Die große Kunst des Drehbuchschreibens liegt in der Variation, schließlich sind fast alle Geschichten schon mal erzählt worden. Die fast noch größere Herausforderung ist jedoch die Konzeption einer Serienfortsetzung: Die zweite Staffel soll all’ das bieten, was schon die erste ausgezeichnet hat, aber natürlich neue Reizpunkte setzen. Wie gut Ralf Husmann diese Kunst beherrscht, hat er fünf Staffeln lang mit jener ProSieben-Produktion bewiesen, die ihm wie auch den Ensemblemitgliedern eine Vielzahl von Preisen eingebracht hat.

### Datenzeilen:
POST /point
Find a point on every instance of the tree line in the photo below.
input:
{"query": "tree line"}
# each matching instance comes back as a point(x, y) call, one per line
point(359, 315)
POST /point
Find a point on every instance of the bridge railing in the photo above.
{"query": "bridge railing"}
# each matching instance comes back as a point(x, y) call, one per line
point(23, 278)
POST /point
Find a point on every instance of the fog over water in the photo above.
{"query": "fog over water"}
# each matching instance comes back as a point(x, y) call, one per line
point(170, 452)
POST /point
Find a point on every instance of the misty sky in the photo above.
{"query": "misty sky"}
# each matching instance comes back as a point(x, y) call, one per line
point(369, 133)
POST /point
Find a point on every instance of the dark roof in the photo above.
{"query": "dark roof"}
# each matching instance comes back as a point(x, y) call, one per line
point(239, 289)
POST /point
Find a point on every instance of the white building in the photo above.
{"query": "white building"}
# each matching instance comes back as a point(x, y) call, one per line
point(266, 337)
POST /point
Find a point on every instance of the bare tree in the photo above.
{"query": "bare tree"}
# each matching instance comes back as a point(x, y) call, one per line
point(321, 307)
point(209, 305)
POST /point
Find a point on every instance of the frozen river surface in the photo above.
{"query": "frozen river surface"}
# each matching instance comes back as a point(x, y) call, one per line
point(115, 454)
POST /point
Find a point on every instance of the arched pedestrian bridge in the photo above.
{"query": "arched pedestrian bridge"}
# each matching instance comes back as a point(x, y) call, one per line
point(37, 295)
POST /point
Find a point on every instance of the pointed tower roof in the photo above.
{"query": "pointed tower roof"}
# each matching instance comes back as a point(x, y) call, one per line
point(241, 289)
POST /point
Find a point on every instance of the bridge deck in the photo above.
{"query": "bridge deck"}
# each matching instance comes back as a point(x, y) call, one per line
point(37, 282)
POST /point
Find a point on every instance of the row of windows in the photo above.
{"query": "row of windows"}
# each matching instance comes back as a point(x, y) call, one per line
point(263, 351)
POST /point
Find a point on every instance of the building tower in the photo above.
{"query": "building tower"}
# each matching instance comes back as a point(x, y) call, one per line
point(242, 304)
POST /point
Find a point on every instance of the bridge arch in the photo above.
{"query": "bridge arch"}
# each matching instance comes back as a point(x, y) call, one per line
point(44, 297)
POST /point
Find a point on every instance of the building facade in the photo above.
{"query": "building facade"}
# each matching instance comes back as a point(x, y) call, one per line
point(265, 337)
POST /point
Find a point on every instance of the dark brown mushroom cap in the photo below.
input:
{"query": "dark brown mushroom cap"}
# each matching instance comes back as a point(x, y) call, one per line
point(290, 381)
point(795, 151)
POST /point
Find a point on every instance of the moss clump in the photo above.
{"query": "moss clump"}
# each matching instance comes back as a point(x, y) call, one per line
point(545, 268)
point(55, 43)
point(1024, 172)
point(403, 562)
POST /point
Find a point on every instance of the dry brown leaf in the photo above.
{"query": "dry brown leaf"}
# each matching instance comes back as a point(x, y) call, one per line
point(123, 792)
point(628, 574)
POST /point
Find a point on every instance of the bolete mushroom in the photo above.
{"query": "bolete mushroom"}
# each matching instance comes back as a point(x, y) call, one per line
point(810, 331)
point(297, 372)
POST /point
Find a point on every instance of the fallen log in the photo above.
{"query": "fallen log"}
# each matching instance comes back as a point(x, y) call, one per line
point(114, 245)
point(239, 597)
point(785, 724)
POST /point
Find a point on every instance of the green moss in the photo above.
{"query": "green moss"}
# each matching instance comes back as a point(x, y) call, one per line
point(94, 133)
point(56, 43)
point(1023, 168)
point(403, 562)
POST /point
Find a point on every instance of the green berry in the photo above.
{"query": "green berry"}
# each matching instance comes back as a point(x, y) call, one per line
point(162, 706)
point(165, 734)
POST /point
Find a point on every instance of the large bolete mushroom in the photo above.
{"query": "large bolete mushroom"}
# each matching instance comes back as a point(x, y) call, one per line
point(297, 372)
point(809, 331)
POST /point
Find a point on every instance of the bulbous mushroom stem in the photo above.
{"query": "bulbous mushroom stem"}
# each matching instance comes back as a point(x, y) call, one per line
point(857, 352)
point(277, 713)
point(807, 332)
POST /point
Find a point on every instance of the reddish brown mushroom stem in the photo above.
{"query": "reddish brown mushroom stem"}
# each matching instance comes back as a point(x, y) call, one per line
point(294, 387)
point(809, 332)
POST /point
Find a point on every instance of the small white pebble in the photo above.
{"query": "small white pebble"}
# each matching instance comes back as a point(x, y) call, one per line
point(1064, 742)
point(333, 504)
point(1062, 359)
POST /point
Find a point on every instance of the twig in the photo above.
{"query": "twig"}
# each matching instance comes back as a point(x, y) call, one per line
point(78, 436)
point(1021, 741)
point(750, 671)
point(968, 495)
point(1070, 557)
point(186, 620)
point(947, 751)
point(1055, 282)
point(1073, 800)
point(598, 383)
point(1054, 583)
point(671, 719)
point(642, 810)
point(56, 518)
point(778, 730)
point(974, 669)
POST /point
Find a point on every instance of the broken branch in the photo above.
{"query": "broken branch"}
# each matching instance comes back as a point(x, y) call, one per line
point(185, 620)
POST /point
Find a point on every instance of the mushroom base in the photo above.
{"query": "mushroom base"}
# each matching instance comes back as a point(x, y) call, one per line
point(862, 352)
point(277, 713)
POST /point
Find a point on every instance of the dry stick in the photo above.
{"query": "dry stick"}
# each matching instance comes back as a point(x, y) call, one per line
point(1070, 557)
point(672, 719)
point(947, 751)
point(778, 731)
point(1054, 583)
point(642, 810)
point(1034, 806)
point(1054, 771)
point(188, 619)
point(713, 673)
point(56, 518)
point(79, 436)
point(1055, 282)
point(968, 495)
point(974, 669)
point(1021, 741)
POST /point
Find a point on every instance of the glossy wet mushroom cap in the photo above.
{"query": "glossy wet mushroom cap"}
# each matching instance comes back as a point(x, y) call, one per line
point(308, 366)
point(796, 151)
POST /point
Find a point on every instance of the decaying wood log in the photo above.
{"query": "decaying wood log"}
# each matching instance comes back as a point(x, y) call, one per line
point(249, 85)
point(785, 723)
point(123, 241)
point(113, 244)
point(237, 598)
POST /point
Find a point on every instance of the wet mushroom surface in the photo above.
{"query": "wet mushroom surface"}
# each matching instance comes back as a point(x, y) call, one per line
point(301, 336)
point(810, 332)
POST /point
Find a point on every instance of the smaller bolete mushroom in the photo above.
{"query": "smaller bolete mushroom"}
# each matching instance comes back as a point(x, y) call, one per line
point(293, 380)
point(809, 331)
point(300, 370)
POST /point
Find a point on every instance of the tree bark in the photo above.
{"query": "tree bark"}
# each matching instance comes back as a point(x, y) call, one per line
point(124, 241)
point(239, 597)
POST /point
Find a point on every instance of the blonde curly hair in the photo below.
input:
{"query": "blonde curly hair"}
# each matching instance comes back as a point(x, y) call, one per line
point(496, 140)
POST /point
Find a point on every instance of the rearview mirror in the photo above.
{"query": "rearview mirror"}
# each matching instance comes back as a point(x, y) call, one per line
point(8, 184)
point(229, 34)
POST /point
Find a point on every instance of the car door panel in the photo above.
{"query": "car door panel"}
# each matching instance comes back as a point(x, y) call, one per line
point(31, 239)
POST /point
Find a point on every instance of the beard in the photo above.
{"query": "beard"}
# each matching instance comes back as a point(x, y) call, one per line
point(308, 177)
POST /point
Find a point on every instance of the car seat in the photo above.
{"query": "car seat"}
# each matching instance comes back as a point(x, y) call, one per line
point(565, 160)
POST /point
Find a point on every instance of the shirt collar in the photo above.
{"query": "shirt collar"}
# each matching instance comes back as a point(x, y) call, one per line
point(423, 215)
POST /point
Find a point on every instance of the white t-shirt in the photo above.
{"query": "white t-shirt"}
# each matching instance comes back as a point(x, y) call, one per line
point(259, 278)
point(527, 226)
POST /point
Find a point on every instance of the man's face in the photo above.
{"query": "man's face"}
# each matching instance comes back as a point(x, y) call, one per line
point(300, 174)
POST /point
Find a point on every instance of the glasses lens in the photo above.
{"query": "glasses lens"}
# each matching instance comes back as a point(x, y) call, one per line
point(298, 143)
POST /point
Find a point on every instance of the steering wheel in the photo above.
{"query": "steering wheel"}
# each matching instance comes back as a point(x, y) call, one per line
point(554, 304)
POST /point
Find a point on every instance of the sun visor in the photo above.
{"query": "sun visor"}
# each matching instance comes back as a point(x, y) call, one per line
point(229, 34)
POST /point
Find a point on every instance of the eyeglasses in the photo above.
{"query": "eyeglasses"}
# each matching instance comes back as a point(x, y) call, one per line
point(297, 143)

### Aufgaben:
(A) Ändere im ausgewählten Text den Abschnitt, der mit den Worten beginnt, die „Die große Kunst“ enthalten, und mit „Preisen eingebracht hat.“ endet: Gib ihn wieder und setze dabei „Aufgabe“ an die Stelle von „Herausforderung“.
(B) Nenne alle Wörter im ausgewählten Text, die auf „-ion“ enden.
Die Daten stammen aus einer anderen Quelle.

### Lösungen:
(A)
Die große Kunst des Drehbuchschreibens liegt in der Variation, schließlich sind fast alle Geschichten schon mal erzählt worden. Die fast noch größere Aufgabe ist jedoch die Konzeption einer Serienfortsetzung: Die zweite Staffel soll all’ das bieten, was schon die erste ausgezeichnet hat, aber natürlich neue Reizpunkte setzen. Wie gut Ralf Husmann diese Kunst beherrscht, hat er fünf Staffeln lang mit jener ProSieben-Produktion bewiesen, die ihm wie auch den Ensemblemitgliedern eine Vielzahl von Preisen eingebracht hat.

(B) Variation, Konzeption, Produktion